* _EXERCISE DESCRIPTION_: Find every line in the items below that contains the word "walking", and copy each of those lines.

* _Dataset entries_:
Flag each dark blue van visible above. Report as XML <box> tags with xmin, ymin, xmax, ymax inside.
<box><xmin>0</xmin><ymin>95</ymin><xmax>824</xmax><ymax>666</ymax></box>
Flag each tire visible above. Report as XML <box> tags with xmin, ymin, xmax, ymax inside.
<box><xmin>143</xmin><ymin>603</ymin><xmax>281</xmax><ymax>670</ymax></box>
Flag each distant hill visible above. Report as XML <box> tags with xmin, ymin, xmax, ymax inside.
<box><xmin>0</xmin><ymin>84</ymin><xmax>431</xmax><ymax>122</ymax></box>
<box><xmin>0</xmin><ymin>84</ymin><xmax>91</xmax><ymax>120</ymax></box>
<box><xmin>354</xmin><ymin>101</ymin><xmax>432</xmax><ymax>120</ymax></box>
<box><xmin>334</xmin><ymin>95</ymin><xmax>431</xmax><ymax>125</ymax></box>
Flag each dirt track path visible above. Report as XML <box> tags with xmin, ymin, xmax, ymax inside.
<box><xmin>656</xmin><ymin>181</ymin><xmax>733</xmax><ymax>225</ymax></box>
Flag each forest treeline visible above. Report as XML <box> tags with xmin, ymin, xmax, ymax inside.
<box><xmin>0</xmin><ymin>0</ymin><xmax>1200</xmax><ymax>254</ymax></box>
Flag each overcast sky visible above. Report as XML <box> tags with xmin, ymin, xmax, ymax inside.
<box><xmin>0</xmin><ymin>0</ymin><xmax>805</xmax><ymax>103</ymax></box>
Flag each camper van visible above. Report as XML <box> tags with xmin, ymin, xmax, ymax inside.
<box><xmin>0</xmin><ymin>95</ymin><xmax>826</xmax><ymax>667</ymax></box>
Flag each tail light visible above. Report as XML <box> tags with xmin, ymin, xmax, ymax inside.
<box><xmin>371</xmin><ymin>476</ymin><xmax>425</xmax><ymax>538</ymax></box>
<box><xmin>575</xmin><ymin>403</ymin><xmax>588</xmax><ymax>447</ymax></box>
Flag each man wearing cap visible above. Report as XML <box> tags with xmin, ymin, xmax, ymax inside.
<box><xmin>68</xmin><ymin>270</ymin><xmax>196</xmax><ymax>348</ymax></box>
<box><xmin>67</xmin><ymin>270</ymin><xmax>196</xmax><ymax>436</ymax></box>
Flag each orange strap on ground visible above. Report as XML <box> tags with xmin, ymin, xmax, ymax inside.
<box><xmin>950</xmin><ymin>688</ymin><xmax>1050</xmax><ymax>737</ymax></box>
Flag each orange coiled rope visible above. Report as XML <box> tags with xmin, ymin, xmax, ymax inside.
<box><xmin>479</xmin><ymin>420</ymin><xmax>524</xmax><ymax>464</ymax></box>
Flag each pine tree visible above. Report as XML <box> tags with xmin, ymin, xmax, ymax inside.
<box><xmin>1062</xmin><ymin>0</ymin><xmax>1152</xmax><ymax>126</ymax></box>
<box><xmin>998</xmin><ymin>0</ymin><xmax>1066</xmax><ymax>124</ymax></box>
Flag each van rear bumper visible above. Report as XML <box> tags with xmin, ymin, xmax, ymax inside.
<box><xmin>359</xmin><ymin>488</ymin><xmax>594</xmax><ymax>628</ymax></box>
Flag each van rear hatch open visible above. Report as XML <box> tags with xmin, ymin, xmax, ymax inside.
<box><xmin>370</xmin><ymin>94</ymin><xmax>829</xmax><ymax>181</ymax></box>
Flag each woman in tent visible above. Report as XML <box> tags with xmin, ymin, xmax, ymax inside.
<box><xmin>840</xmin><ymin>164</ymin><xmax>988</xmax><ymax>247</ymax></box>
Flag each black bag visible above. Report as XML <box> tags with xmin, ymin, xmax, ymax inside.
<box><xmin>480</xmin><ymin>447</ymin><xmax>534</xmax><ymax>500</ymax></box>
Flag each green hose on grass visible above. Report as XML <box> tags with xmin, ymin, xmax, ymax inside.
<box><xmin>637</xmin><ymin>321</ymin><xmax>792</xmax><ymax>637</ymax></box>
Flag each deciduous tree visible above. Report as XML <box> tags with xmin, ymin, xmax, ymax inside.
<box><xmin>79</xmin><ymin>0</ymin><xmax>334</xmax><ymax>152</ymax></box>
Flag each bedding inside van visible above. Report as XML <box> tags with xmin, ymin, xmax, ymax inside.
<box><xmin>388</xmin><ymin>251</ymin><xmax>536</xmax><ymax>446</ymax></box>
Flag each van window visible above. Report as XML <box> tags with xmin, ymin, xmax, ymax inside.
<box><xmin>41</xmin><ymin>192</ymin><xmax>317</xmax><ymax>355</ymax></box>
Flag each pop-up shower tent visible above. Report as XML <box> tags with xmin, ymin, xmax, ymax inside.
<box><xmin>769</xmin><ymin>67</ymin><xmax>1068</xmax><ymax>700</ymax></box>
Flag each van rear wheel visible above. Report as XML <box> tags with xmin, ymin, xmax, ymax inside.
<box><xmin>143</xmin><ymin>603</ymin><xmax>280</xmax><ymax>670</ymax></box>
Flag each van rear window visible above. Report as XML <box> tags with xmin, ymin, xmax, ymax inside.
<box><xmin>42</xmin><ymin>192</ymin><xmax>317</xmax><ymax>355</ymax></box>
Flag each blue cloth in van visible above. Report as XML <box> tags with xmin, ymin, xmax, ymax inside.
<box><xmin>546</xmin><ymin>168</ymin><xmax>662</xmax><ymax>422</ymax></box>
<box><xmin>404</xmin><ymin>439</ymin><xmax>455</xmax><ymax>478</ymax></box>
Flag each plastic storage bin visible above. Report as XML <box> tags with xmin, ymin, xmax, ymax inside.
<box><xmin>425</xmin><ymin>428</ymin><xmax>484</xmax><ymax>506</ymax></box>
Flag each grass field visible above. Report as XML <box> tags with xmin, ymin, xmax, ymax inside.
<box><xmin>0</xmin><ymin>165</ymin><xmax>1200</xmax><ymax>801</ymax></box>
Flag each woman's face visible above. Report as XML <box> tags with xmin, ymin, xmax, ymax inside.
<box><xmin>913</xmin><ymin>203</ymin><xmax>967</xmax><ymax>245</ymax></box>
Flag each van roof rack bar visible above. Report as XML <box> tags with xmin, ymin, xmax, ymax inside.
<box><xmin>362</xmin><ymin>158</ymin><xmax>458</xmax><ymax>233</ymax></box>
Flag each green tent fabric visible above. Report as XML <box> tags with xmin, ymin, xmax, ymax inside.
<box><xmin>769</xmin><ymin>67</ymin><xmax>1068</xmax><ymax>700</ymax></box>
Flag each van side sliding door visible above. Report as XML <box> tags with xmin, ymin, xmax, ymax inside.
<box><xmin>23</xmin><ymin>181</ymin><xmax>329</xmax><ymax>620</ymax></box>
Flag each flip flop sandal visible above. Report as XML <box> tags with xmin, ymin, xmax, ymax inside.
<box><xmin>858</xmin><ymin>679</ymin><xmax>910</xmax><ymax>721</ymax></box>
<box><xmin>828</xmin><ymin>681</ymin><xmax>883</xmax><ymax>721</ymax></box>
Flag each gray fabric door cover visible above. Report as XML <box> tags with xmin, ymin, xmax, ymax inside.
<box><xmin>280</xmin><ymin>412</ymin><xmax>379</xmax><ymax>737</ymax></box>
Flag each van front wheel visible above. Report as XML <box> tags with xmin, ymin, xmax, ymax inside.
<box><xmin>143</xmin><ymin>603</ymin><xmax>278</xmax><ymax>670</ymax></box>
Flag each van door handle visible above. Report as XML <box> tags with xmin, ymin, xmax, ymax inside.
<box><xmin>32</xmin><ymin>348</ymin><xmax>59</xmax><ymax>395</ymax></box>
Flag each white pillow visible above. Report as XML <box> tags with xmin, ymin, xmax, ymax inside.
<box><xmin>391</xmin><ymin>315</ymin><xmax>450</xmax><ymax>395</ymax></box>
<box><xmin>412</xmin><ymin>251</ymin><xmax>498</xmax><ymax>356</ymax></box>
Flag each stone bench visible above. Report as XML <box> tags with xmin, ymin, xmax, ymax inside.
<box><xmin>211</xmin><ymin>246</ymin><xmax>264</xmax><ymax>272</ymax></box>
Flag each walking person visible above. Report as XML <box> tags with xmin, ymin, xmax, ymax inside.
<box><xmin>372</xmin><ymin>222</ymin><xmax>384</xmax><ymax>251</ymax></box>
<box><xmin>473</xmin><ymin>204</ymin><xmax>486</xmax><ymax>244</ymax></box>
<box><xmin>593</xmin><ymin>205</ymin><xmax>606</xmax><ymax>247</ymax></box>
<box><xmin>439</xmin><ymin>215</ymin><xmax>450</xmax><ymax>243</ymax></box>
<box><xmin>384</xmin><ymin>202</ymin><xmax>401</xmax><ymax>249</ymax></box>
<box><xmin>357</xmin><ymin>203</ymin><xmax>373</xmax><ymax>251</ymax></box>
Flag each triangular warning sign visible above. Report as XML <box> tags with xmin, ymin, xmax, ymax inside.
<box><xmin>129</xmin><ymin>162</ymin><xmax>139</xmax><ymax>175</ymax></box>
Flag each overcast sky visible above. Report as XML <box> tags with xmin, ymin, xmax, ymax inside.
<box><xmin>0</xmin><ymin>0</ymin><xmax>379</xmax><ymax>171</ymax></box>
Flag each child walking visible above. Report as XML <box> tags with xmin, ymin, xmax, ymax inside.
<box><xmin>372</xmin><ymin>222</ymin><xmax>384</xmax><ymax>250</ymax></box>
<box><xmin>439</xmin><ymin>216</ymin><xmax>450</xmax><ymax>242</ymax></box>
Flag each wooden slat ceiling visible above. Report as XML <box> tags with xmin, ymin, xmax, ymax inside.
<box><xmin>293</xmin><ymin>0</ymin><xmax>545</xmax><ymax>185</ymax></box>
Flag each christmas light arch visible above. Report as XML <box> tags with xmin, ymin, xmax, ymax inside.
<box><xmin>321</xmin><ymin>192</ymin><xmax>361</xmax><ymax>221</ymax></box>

* _COMPLETE OUTPUT_:
Flag each walking person visible above. Report as XML <box> tags with xmin, ymin, xmax, ymax inside.
Flag each child walking visible above. Report as XML <box> tags with xmin, ymin, xmax, ymax inside.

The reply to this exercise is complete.